▶ _Required tasks_
A. Please return the passage of the article on Israeli-Palestinian clashes that starts with "On Temple Mount, in" and goes on through "disturbances were imminent.".
B. In the article on Israeli-Palestinian clashes, about how many Palestinians gathered for prayers on Temple Mount yesterday?
C. List every person named in the article on Israeli-Palestinian clashes.

▶ _Extracted text_
※

The Israeli Prime Minister, Mr Benjamin Netanyahu, has been telling reporters in the US this week that peace is "within our reach". Back in Jerusalem, Hebron and Gaza City yesterday another day of violence and protest underlined the sense that peace is passing this region by, and that the much-discussed "window of opportunity" for Israeli-Palestinian reconciliation is now almost shut.
Yesterday's clashes were far milder than those on Thursday when, according to Palestinian figures, eight Palestinians were shot dead in Gaza by Israeli troops and almost 200 injured in protests marking the 50th anniversary of the naqba - the establishment of Israel, and the consequent Palestinian catastrophe. The worst violence yesterday was in Hebron, where Palestinians hurled stones and petrol bombs, the Israeli army shot back in response, and an Israeli newspaper photographer, who, the army said, had "moved from his place", was among the more serious casualties, being hospitalised with a rubber bullet in the stomach.
In Gaza City, Jamal Wahaibi (45), one of Thursday's fatalities, was brought to his grave by a procession of several thousand Palestinians, who vowed to avenge his death and to achieve independent statehood. The Palestinian Authority President, Mr Yasser Arafat, said the newly dead had been "hunted down" by a few Israeli soldiers and settlers "in a barbaric act . . . against our people."
An Israeli newspaper columnist, Haggai Segel, took a contrasting view, accusing Mr Arafat of sending the latest victims to their deaths "in cold blood".
On Temple Mount, in Jerusalem's Old City, about 20,000 Palestinians gathered yesterday for prayers, with a large contingent of Israeli police deployed around the compound. A police chief said there was intelligence information suggesting major disturbances were imminent.

※

Rows from a data source:
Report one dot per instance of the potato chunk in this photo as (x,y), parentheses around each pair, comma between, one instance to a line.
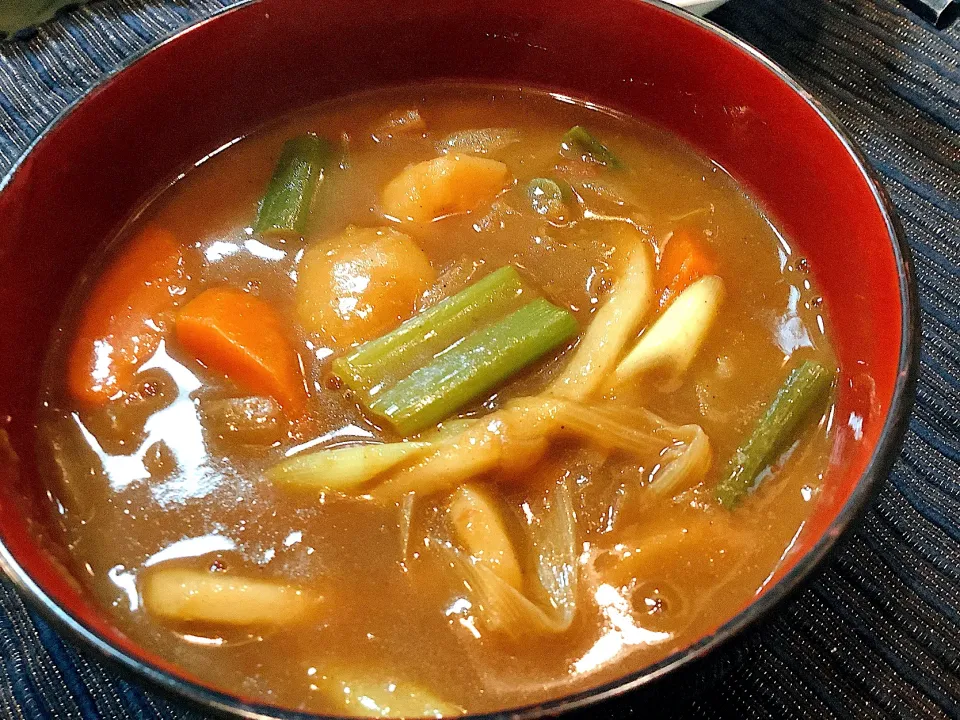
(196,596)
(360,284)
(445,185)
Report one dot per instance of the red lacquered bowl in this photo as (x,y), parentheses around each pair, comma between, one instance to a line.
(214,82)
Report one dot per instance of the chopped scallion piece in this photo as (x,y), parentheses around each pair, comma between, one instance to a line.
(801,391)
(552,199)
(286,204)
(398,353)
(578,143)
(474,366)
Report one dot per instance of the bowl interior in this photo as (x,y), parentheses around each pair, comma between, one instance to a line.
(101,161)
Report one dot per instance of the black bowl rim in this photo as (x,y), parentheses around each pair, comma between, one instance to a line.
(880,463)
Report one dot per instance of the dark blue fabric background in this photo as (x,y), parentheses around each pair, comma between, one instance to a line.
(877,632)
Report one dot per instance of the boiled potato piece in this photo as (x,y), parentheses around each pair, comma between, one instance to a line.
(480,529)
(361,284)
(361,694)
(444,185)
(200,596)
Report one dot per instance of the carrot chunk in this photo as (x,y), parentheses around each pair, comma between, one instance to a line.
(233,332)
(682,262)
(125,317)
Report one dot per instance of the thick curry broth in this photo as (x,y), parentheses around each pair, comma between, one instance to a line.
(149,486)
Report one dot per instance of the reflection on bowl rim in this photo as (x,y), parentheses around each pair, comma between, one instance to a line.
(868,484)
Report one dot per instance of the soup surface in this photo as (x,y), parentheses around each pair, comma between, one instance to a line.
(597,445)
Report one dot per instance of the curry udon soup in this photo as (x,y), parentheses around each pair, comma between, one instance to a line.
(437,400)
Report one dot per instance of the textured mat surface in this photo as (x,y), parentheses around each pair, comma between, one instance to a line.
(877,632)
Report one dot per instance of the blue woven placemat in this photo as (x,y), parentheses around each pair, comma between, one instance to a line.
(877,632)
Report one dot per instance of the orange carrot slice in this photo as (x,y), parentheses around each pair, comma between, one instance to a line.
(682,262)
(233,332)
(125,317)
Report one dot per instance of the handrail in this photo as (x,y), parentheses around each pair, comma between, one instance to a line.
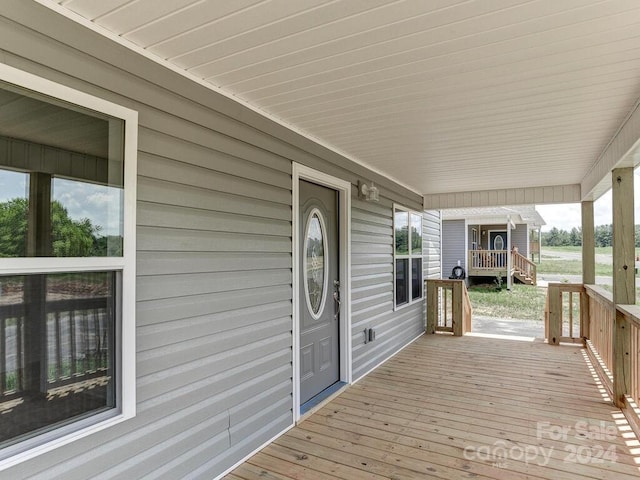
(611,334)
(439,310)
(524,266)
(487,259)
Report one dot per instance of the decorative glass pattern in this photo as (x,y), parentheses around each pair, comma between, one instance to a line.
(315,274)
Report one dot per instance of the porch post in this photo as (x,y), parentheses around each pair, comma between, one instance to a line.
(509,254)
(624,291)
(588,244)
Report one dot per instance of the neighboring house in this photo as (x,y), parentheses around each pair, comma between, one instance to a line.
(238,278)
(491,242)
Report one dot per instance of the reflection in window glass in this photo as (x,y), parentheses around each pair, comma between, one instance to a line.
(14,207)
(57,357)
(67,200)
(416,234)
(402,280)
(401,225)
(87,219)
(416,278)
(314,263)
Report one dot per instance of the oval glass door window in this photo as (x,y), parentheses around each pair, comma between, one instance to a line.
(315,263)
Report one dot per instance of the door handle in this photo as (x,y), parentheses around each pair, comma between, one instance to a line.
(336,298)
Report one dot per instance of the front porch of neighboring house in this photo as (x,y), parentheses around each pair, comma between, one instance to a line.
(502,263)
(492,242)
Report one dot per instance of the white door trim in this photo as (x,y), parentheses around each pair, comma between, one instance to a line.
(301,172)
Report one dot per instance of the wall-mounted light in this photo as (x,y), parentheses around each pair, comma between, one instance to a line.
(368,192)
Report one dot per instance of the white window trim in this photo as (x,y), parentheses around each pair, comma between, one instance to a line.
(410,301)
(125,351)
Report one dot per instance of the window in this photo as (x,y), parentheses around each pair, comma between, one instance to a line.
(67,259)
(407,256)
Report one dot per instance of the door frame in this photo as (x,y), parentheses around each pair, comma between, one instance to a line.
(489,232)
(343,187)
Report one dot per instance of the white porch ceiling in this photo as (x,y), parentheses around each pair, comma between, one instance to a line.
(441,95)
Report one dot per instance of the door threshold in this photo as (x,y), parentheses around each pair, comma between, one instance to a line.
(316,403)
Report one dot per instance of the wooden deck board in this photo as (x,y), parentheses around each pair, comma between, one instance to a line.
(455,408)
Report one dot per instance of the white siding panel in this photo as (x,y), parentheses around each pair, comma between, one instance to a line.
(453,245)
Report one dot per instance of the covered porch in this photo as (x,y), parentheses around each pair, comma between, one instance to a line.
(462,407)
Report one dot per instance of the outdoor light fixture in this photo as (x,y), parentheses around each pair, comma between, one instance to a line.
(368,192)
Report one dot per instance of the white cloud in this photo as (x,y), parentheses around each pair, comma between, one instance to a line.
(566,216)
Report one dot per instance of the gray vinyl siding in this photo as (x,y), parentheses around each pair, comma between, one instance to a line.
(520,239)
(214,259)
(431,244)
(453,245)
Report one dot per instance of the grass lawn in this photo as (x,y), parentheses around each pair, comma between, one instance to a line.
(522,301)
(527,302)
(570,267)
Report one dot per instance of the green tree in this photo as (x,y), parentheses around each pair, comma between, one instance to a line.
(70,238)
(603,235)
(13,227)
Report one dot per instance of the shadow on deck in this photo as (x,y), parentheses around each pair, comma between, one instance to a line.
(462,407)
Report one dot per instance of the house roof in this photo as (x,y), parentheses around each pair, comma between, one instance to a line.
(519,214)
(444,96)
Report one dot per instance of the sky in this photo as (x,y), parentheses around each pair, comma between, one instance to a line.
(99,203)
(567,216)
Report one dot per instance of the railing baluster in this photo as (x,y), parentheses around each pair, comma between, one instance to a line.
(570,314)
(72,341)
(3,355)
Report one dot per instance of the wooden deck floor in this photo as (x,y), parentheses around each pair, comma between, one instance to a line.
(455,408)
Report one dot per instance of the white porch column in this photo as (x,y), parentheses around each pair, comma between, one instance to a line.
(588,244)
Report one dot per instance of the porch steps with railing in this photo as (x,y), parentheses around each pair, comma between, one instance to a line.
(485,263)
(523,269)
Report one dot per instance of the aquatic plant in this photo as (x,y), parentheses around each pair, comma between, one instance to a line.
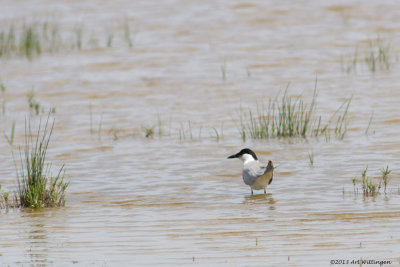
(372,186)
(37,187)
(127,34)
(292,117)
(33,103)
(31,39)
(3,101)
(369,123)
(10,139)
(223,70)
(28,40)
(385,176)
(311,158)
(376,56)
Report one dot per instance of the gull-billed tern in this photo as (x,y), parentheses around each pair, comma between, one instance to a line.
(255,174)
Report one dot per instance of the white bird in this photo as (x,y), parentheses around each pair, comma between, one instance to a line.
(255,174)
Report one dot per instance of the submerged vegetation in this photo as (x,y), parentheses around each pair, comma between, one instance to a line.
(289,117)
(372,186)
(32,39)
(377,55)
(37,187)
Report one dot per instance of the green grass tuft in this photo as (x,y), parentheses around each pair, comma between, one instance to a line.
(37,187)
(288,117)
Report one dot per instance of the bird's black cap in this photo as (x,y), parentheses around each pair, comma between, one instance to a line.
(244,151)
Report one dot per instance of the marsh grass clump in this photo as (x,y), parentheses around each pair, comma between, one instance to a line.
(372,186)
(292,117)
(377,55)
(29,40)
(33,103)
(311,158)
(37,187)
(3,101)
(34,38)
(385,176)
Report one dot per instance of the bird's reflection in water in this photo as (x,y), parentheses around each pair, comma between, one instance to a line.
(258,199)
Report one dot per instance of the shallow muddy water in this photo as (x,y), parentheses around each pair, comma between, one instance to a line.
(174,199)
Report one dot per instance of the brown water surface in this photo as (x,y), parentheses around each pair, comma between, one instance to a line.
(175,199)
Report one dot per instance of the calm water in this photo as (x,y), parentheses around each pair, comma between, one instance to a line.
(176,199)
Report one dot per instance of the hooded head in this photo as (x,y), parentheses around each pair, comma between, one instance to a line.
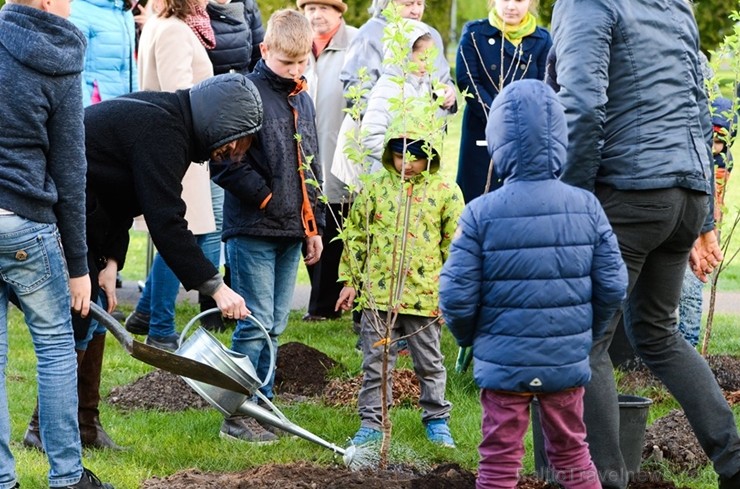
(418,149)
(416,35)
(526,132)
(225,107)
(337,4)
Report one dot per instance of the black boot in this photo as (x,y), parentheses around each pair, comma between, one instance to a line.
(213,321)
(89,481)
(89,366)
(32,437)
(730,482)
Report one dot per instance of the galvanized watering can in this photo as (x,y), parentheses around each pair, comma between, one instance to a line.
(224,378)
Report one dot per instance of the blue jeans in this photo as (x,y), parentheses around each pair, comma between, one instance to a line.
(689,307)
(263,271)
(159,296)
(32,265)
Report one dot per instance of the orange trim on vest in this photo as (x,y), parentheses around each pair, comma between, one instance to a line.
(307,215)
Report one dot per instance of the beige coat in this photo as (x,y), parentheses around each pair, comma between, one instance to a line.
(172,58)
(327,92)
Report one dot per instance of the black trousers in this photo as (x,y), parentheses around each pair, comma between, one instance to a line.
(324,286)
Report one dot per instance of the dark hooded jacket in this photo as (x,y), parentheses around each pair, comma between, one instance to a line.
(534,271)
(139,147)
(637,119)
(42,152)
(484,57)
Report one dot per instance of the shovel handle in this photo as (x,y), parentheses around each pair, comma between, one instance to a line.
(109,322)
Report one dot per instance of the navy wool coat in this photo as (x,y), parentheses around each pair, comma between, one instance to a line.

※

▶ _Problem solutions_
A.
On Temple Mount, in Jerusalem's Old City, about 20,000 Palestinians gathered yesterday for prayers, with a large contingent of Israeli police deployed around the compound. A police chief said there was intelligence information suggesting major disturbances were imminent.

B. About 20,000.

C. Benjamin Netanyahu, Jamal Wahaibi, Yasser Arafat, Haggai Segel